__Source records__:
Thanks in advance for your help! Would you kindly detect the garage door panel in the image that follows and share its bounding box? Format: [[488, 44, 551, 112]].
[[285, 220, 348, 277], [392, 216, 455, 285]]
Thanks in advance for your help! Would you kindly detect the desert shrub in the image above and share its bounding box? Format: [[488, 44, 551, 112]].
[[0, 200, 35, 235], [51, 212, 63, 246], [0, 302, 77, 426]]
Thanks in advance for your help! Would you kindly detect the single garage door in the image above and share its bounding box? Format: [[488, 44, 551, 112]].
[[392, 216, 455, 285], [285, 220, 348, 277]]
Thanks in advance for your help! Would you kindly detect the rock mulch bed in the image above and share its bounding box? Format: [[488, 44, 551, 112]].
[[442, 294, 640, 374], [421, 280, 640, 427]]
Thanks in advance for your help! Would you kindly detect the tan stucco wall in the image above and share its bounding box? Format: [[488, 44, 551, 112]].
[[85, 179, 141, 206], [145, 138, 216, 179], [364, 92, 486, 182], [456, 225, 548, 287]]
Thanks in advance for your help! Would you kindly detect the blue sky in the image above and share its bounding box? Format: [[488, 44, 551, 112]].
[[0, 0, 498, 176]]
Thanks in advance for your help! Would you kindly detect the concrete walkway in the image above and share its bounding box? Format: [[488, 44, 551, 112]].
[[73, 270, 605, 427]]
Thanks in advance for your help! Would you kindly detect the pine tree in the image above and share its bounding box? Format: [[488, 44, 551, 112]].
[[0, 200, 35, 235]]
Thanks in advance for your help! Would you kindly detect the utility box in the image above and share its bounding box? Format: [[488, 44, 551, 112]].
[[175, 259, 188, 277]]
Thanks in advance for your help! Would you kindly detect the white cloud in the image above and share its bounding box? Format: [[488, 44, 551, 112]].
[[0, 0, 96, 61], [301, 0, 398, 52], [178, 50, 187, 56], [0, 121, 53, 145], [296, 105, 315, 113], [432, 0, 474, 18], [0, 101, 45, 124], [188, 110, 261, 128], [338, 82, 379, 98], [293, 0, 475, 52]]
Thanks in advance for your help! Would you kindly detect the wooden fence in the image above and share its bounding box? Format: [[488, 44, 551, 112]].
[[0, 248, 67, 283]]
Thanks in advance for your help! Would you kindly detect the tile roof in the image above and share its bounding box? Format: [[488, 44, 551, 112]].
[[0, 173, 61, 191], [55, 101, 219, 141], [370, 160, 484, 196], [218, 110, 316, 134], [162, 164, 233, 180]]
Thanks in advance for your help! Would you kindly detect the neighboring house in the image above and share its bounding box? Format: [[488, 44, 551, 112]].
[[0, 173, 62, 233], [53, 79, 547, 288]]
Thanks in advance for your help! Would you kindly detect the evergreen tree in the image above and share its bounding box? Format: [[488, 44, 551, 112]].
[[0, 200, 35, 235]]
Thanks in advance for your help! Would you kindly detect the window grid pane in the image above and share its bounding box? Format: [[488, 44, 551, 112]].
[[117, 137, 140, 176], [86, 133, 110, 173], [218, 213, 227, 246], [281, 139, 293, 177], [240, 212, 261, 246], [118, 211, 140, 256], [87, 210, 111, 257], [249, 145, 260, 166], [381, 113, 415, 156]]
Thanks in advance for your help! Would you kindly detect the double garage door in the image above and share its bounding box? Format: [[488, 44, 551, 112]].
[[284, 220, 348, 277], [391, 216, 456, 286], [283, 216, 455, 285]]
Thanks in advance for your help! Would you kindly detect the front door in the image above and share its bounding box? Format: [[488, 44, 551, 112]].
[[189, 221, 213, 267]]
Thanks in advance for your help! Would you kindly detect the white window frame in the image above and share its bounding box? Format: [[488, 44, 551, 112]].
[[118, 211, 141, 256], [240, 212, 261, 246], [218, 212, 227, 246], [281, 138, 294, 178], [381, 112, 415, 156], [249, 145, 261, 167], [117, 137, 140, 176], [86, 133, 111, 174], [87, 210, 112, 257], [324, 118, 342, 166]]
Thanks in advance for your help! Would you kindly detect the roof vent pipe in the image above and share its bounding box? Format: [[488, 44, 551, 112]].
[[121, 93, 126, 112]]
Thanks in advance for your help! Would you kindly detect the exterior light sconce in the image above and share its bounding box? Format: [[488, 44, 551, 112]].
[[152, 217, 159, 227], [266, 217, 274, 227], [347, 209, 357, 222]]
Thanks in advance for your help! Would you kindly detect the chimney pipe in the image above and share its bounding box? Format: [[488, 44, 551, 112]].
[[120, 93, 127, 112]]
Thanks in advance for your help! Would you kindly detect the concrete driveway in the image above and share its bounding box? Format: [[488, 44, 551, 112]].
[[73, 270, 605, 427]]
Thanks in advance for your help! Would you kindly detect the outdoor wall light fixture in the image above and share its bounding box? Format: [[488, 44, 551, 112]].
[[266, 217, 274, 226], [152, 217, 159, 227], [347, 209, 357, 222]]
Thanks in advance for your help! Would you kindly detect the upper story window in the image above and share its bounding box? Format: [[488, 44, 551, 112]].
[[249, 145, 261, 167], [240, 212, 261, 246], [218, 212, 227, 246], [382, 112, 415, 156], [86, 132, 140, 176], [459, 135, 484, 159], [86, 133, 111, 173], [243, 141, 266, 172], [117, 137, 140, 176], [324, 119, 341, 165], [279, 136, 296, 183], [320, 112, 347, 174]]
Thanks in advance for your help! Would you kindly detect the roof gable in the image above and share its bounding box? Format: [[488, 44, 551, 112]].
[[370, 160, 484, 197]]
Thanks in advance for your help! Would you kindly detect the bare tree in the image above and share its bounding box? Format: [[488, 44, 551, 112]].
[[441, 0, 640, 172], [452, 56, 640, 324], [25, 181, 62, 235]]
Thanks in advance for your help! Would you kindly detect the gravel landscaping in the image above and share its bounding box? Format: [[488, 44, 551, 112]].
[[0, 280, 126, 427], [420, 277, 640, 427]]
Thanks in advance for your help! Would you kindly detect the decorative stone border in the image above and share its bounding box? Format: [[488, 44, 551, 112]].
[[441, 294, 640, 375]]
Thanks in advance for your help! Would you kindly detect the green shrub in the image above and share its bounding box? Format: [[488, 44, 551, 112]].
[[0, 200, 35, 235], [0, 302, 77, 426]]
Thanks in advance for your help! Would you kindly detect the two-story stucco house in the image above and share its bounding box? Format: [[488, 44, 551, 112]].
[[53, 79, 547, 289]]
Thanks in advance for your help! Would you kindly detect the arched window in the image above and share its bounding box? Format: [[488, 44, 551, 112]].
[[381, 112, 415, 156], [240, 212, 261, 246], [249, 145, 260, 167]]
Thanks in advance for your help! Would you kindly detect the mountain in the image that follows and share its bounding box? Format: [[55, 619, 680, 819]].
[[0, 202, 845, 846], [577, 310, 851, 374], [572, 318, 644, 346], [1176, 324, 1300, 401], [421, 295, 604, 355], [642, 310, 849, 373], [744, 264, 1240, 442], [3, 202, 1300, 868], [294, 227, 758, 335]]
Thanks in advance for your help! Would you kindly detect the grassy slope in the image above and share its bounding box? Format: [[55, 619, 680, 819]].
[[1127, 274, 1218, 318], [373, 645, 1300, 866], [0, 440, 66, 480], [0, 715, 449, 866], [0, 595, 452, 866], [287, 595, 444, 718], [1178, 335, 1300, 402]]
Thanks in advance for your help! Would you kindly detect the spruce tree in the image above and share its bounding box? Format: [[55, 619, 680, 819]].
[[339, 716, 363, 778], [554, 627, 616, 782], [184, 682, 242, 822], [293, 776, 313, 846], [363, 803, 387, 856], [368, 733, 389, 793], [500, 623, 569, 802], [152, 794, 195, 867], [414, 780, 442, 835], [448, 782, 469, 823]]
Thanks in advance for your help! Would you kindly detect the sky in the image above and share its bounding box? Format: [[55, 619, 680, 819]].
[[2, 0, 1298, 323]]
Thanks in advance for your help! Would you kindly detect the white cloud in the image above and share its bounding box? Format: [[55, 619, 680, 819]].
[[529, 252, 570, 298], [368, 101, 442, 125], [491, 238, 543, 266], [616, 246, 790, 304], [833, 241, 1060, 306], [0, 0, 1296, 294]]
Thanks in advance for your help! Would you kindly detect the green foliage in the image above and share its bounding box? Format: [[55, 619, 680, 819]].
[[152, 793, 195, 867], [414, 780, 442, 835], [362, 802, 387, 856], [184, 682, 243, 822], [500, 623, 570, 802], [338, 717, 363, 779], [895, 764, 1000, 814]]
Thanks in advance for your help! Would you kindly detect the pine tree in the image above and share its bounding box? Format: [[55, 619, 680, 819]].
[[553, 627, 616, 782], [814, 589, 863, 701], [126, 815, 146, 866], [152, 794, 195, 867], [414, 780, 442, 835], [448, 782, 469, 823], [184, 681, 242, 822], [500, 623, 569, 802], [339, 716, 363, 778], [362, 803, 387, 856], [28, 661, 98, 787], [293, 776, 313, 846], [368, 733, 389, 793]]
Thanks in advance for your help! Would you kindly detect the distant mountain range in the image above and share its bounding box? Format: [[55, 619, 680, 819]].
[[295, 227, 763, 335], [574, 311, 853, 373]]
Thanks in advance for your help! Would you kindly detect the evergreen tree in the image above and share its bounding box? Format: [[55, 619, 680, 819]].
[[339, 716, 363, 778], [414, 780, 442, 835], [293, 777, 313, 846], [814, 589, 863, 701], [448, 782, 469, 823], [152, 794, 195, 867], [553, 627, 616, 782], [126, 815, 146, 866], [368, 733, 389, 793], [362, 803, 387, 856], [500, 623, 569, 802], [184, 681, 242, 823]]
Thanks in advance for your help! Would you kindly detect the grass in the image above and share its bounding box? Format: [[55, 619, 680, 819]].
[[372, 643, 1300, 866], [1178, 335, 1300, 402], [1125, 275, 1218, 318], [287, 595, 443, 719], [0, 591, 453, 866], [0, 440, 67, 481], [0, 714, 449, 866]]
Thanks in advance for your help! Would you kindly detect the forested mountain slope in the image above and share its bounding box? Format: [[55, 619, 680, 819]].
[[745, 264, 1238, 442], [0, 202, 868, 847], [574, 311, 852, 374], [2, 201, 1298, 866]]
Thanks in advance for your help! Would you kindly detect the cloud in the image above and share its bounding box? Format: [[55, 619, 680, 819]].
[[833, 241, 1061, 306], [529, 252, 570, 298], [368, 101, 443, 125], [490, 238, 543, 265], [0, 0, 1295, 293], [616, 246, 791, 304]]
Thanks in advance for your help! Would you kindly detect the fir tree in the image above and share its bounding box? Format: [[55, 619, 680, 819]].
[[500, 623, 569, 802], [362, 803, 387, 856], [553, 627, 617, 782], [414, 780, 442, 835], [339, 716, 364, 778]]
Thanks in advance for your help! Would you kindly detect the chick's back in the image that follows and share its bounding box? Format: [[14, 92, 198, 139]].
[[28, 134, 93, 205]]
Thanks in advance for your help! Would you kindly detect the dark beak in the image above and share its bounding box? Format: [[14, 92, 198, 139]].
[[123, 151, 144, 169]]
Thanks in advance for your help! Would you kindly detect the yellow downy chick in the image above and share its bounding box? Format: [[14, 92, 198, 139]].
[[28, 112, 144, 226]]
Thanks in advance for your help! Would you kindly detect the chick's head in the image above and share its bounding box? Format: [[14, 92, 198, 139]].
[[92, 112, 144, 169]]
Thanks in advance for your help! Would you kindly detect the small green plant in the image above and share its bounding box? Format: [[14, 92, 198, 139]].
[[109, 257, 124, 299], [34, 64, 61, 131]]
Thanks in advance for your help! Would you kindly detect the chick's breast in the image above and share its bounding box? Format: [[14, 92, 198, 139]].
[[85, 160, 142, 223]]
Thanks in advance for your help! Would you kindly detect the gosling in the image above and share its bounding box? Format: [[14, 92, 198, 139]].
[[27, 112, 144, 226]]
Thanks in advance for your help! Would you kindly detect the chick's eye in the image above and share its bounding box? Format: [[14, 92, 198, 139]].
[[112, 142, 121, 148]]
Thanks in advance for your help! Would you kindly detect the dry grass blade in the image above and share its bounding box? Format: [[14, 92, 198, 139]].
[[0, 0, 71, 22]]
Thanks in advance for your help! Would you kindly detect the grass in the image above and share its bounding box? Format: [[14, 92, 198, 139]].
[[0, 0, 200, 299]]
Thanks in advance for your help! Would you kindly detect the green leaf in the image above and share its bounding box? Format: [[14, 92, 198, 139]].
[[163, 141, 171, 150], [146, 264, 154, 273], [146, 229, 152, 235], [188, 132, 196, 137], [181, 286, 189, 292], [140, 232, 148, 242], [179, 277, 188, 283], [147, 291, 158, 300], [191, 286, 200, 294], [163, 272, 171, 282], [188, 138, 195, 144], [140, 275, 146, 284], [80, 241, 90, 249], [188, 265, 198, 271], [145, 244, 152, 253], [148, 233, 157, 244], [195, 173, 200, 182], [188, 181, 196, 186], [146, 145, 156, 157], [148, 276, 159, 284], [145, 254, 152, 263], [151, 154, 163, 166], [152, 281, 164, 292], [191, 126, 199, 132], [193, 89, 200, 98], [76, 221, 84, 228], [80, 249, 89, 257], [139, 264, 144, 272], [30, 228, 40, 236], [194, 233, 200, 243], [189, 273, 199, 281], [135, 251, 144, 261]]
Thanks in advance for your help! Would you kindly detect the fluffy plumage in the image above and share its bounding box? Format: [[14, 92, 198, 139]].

__Prompt__:
Quote, word for word, every line starting at the one that contains "detect the dry" and ending with the final line of the entries.

__Exercise output__:
Thanks in advance for your help! Would you kindly detect the dry grass blade in the image above and share its bounding box? Format: [[14, 92, 198, 139]].
[[0, 0, 71, 22]]
Thanks in advance for your help! Would you kindly detect the grass in the image above and share its bounding box? Format: [[14, 92, 198, 139]].
[[0, 0, 200, 299]]
Thanks in advance for your help! Would you kindly detect the green leaf in the image above and share its bounding box? Format: [[14, 92, 198, 139]].
[[163, 141, 171, 150], [146, 264, 154, 273], [146, 229, 152, 235], [188, 132, 196, 137], [181, 286, 189, 292], [140, 232, 148, 242], [179, 277, 188, 283], [147, 291, 158, 300], [191, 286, 200, 294], [163, 272, 171, 282], [188, 138, 195, 144], [140, 275, 146, 284], [80, 241, 90, 249], [188, 265, 198, 271], [145, 244, 152, 253], [148, 233, 157, 244], [195, 173, 200, 182], [188, 181, 196, 186], [146, 145, 156, 157], [148, 276, 159, 284], [145, 254, 152, 263], [151, 154, 163, 166], [152, 281, 164, 292], [191, 126, 199, 132], [193, 89, 200, 98], [76, 221, 84, 228], [80, 249, 89, 257], [139, 264, 144, 272], [30, 228, 40, 236], [194, 233, 200, 243], [189, 273, 199, 281], [135, 251, 144, 261]]
Thanks in advance for your help! Would you kindly detect the fluffy plumage in the image above and share its bounding box? Format: [[14, 92, 198, 139]].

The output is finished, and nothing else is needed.